[Passage for review]

Martial Arts Depth Learning
Sometimes people ask me why I want them to spend more than just a little time on each new lesson in our Dayton Quest Center martial arts school. Why all the review and repetition? “Hey, look! I’m done! I’ve got that one down already! What’s my next lesson?” an exuberant student might shout out.
Well yes, you can imitate what you were shown. But you need more than imitation performed under best of perfectly encouraging circumstances to fully develop a skill you will need to rely on under the worst of circumstances.
Your path to success in self defense martial arts – or meditation for inner authenticity, or any form of personal development for that matter – is similar to the process of learning to walk.
When you were a baby first learning how to walk, you started with a few small steps aided by a sympathetic guide who cared about you, most likely your parent or grandparent. It was probably scary at first, part adventure and part hard struggle. You held tight to chairs, tables, and anything else in reach. You worked awkwardly at moving yourself forward. Of course you fell, but you got back up and tried again.
You were “learning to walk” – one big challenge – but you were accomplishing that one task on several fronts of development.
You were learning the mechanical actions of how to walk
You were learning how to find and maintain balance from moment to moment as you constantly changed your position in space and time
You were conditioning your muscles for the eventual strength and coordination needed to perform the work of holding yourself upright and moving yourself away from your current position
You were teaching yourself the bigger process of how to learn and grow by way of working at it
It is also possible that you were learning an attitude about how effective you were as a learner, based on the responses of those around you who already knew how to walk
Now re-read those steps again and this time think of your latest challenge in your martial arts training hall.

[/Passage for review]
[Entries provided]

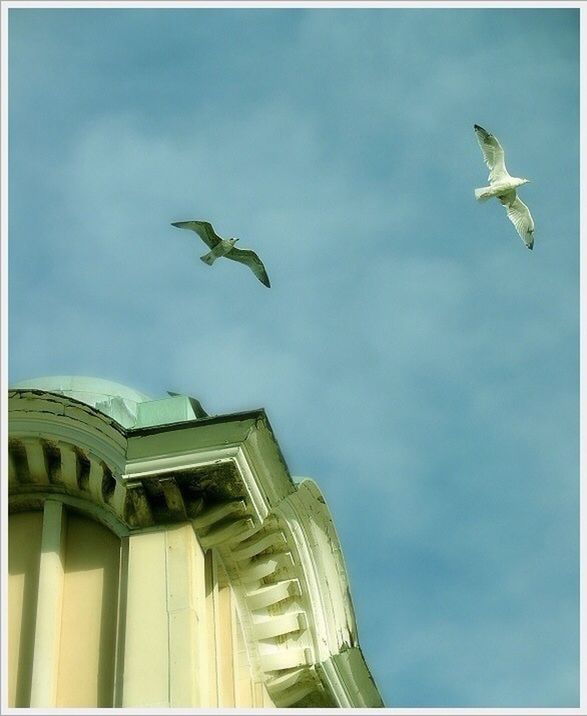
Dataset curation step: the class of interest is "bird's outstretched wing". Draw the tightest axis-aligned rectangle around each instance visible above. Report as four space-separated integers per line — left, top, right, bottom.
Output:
473 124 509 184
500 192 534 249
226 248 271 288
171 221 222 249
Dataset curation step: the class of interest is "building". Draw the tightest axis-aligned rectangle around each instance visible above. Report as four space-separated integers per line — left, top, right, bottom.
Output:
8 377 383 708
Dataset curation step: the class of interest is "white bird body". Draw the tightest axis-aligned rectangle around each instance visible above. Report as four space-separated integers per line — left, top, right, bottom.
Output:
200 239 238 266
475 124 534 249
171 220 271 288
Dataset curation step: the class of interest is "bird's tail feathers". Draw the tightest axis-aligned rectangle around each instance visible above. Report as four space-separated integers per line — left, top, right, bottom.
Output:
200 251 216 266
475 186 492 201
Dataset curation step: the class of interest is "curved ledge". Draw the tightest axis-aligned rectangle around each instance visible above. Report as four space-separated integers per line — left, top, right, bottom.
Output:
9 389 383 707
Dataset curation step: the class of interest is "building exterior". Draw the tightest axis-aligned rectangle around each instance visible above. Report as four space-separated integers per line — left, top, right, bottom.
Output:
8 377 383 708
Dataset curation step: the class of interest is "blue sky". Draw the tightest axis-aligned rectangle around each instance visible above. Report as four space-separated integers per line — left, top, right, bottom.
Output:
9 8 579 708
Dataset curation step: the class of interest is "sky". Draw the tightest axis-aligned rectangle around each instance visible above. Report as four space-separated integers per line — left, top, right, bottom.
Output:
8 7 579 708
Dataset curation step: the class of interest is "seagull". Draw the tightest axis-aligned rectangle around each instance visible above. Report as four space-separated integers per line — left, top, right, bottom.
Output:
171 221 271 288
473 124 534 249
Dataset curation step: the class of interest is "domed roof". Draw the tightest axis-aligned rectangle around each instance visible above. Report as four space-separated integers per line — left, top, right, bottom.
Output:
10 375 207 428
11 375 151 427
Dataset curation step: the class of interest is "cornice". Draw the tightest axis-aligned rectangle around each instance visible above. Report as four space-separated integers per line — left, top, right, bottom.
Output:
9 390 383 707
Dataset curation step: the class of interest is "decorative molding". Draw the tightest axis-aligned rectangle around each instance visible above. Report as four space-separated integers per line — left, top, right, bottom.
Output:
9 389 383 707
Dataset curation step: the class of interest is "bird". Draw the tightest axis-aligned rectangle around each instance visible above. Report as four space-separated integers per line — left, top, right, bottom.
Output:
473 124 534 250
171 220 271 288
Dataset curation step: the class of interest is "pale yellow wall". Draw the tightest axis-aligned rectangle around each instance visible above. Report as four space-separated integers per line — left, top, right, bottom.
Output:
8 512 43 707
57 515 120 707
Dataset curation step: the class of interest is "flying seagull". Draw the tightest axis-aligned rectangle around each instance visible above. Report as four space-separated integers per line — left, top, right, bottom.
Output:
171 221 271 288
474 124 534 249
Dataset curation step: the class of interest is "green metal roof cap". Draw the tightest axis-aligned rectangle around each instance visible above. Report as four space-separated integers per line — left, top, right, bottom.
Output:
11 375 206 428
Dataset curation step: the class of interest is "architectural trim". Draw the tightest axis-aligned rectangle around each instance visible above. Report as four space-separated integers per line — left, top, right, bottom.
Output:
9 388 383 707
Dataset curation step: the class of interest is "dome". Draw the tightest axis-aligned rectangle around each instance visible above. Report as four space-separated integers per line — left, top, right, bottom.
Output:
10 375 208 428
11 375 151 428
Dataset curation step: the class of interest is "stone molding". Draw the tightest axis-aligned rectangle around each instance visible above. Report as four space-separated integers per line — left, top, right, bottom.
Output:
9 389 383 707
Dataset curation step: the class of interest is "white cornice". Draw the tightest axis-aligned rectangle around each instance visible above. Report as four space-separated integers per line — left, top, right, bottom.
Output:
9 390 382 707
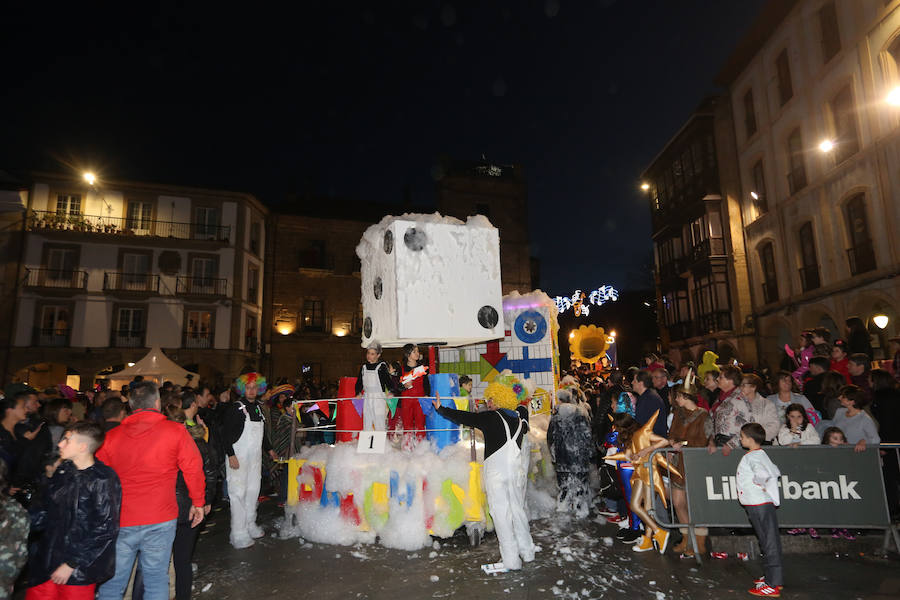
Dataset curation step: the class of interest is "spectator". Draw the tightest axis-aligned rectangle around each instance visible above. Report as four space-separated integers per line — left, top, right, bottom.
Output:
25 421 122 600
632 371 669 437
709 368 780 456
102 398 128 432
872 369 900 517
845 317 875 364
97 381 206 600
775 404 822 448
831 340 852 383
0 460 30 598
847 352 872 404
834 385 881 452
803 356 831 414
767 371 818 422
822 371 847 419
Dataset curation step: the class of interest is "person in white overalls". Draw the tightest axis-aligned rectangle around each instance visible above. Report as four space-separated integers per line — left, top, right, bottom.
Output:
223 373 276 549
356 341 396 431
432 397 535 570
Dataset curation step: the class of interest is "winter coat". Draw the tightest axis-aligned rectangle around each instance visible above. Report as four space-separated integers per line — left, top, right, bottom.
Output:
175 425 219 523
28 460 122 586
547 404 594 473
96 409 206 527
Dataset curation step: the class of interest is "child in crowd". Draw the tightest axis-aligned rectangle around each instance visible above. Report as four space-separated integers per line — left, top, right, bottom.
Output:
775 404 821 448
25 421 122 600
736 423 784 598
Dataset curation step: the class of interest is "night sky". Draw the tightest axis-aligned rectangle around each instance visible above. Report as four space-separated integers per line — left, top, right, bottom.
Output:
0 0 763 294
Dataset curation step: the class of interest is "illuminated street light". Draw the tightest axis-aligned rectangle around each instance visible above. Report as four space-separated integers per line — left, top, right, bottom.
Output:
885 86 900 106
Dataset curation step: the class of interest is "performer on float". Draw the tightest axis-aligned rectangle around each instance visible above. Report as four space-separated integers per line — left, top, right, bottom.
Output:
223 373 277 549
432 382 535 570
606 411 680 554
400 344 431 443
356 340 395 431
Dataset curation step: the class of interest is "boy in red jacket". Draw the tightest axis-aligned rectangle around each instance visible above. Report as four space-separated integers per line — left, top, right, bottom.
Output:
97 381 206 600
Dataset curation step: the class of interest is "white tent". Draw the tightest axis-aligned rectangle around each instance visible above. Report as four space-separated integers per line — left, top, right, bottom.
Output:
107 346 199 390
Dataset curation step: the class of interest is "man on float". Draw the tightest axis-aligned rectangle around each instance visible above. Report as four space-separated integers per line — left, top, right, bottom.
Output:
432 384 535 570
356 341 394 431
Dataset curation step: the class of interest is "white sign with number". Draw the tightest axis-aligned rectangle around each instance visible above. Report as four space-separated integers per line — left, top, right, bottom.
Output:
356 431 387 454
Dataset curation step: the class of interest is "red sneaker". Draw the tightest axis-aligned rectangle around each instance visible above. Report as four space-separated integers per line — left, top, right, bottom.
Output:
747 582 781 598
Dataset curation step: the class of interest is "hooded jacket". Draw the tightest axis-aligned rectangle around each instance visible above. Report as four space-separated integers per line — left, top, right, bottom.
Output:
28 460 122 586
175 425 219 523
96 409 206 527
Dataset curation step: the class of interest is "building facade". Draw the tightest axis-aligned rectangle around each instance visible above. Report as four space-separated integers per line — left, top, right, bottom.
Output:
718 0 900 367
7 174 267 388
642 97 756 365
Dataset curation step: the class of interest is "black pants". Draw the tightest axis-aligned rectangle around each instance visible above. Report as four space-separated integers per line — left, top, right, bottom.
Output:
131 522 200 600
744 504 784 587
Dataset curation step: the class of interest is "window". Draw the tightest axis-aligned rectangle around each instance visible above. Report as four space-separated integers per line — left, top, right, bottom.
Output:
125 200 153 233
759 242 778 304
122 253 150 289
250 222 262 256
750 159 769 215
56 194 81 215
775 48 794 106
194 206 219 239
831 85 859 163
38 306 71 346
184 310 213 348
788 127 806 196
113 307 144 348
247 265 259 304
744 88 756 138
303 300 325 331
798 221 820 292
846 194 875 275
819 2 841 63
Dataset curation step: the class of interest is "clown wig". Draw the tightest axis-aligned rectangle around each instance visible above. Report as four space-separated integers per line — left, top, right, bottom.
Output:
234 373 266 396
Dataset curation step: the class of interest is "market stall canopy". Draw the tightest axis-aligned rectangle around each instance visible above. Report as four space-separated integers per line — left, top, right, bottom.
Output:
107 346 199 389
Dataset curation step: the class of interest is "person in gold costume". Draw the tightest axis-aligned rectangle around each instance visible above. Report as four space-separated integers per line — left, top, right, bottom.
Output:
606 411 680 554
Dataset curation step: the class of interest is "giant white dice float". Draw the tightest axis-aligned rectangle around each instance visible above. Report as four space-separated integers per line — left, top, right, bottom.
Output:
356 213 504 348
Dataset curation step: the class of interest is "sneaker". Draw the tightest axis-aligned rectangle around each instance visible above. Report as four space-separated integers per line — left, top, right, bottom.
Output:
653 529 672 554
622 529 644 544
631 535 653 552
747 581 781 598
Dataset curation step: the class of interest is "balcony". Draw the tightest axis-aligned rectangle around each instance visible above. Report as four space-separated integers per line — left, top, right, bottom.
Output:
34 327 71 348
182 331 212 350
26 210 231 244
696 310 732 335
110 330 144 348
763 280 778 304
103 271 159 294
787 167 806 196
175 277 228 298
847 240 875 275
25 269 87 290
800 265 822 294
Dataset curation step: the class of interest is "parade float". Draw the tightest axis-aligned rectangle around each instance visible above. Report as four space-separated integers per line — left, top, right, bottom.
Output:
281 214 559 550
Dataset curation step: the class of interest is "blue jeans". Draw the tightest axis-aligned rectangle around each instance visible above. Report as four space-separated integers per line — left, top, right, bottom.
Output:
97 519 177 600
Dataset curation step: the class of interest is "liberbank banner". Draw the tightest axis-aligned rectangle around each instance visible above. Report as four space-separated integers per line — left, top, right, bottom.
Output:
683 446 890 528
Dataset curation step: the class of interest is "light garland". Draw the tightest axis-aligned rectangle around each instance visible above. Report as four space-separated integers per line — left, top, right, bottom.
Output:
556 285 619 317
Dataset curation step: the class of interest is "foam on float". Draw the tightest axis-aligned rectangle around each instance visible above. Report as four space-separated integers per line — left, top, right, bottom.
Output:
356 213 505 348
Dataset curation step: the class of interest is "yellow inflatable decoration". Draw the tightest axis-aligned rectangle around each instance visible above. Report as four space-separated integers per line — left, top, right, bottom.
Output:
569 325 609 364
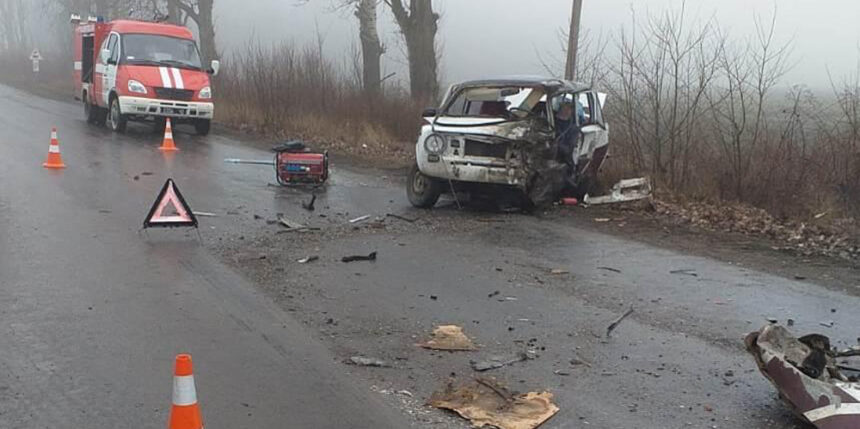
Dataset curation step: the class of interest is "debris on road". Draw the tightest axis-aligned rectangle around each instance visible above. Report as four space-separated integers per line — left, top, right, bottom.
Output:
347 356 391 368
744 325 860 429
429 378 559 429
583 177 651 205
469 353 531 372
418 325 477 351
341 252 376 263
606 307 633 338
385 213 418 223
302 194 317 212
278 214 307 231
224 158 275 166
349 215 370 223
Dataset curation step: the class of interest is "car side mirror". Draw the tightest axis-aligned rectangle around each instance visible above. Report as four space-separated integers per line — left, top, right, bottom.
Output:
209 60 221 76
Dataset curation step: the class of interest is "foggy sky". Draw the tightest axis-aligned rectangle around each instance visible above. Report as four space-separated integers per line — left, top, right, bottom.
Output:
216 0 860 88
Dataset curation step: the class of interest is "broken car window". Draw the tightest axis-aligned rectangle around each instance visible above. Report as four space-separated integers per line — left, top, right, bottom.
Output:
444 87 546 119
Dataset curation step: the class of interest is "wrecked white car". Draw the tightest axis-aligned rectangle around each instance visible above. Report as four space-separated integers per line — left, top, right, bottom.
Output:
407 78 609 208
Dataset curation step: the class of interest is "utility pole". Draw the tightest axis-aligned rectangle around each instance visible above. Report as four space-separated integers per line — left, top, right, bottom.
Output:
564 0 582 80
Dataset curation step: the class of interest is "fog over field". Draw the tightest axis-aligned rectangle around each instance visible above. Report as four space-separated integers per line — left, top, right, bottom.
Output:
216 0 860 88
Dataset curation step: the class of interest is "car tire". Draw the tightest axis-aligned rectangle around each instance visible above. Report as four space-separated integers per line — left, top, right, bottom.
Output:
406 164 442 209
84 95 107 125
194 119 212 136
108 97 128 133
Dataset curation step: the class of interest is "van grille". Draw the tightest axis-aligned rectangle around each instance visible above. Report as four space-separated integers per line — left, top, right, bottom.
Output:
155 88 194 101
463 139 508 158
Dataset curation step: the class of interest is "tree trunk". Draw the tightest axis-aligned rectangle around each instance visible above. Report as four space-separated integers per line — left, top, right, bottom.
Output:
355 0 385 95
194 0 220 64
387 0 439 104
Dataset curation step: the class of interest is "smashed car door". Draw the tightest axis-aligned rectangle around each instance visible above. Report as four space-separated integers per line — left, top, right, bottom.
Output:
575 91 609 183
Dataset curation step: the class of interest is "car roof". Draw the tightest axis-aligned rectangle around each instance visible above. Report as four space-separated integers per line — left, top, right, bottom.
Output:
455 76 591 93
110 19 194 40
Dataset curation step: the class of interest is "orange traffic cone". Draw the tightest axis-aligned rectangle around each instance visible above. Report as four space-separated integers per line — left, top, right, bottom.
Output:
167 354 203 429
158 118 179 152
42 127 66 168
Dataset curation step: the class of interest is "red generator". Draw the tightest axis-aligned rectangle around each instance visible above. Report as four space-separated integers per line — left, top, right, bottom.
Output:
273 141 328 186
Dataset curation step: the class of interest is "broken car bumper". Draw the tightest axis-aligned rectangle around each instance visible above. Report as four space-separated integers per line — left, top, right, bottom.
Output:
119 96 215 119
419 157 525 186
744 325 860 429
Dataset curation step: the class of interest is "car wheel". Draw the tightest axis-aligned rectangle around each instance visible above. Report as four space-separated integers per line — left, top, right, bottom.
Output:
406 164 442 209
84 95 107 125
108 97 128 133
194 119 212 136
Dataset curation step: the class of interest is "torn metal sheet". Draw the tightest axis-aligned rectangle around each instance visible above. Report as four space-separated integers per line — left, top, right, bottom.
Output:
429 378 559 429
418 325 477 351
583 177 651 205
744 325 860 429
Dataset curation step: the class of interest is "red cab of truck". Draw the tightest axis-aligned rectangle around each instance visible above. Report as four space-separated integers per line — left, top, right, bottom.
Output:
72 16 220 135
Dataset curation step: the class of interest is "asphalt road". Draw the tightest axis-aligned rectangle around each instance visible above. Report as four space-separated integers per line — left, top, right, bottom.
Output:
0 87 408 429
0 87 860 429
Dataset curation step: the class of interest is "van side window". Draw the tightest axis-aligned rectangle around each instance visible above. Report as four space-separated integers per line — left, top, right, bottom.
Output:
108 34 119 64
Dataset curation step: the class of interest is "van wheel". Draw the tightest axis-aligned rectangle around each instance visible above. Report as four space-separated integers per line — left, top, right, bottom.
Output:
194 119 212 136
108 97 128 133
84 95 107 125
406 164 442 209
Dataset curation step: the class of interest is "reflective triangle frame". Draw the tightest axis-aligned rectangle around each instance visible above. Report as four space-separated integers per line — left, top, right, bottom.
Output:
143 179 197 229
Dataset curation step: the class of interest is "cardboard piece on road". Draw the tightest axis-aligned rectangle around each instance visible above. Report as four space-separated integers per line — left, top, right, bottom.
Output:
429 377 559 429
143 179 197 229
418 325 477 351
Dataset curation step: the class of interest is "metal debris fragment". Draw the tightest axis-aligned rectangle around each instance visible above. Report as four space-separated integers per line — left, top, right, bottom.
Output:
744 325 860 429
606 307 633 338
347 356 391 368
341 252 376 263
470 353 530 372
349 215 370 223
583 177 651 205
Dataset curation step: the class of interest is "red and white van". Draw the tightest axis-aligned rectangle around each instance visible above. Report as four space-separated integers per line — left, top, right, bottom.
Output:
72 16 220 135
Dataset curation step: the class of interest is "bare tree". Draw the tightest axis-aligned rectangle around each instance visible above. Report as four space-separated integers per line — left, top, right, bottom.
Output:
355 0 385 95
167 0 221 62
384 0 439 103
708 13 791 200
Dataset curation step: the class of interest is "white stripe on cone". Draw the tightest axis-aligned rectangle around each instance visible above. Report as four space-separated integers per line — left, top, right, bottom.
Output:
803 403 860 423
173 375 197 407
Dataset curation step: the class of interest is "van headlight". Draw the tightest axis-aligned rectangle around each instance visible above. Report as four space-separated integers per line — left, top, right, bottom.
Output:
424 134 448 155
128 80 146 94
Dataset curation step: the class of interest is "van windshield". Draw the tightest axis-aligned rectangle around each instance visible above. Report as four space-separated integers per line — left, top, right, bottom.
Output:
122 34 202 70
443 86 546 120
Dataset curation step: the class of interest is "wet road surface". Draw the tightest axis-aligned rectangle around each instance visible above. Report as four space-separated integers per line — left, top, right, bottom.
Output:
0 87 860 429
0 87 407 429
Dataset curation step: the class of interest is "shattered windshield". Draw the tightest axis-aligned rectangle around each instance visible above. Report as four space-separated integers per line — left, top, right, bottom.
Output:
444 86 546 120
122 34 202 70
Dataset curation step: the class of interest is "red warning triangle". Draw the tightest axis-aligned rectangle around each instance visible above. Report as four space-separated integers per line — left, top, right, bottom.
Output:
143 179 197 228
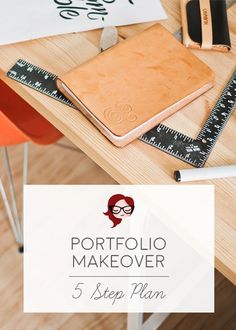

[/Entries provided]

Exercise aim >> Reproduce the full text on martial arts depth learning word for word.

Written solution >>
Martial Arts Depth Learning
Sometimes people ask me why I want them to spend more than just a little time on each new lesson in our Dayton Quest Center martial arts school. Why all the review and repetition? “Hey, look! I’m done! I’ve got that one down already! What’s my next lesson?” an exuberant student might shout out.
Well yes, you can imitate what you were shown. But you need more than imitation performed under best of perfectly encouraging circumstances to fully develop a skill you will need to rely on under the worst of circumstances.
Your path to success in self defense martial arts – or meditation for inner authenticity, or any form of personal development for that matter – is similar to the process of learning to walk.
When you were a baby first learning how to walk, you started with a few small steps aided by a sympathetic guide who cared about you, most likely your parent or grandparent. It was probably scary at first, part adventure and part hard struggle. You held tight to chairs, tables, and anything else in reach. You worked awkwardly at moving yourself forward. Of course you fell, but you got back up and tried again.
You were “learning to walk” – one big challenge – but you were accomplishing that one task on several fronts of development.
You were learning the mechanical actions of how to walk
You were learning how to find and maintain balance from moment to moment as you constantly changed your position in space and time
You were conditioning your muscles for the eventual strength and coordination needed to perform the work of holding yourself upright and moving yourself away from your current position
You were teaching yourself the bigger process of how to learn and grow by way of working at it
It is also possible that you were learning an attitude about how effective you were as a learner, based on the responses of those around you who already knew how to walk
Now re-read those steps again and this time think of your latest challenge in your martial arts training hall.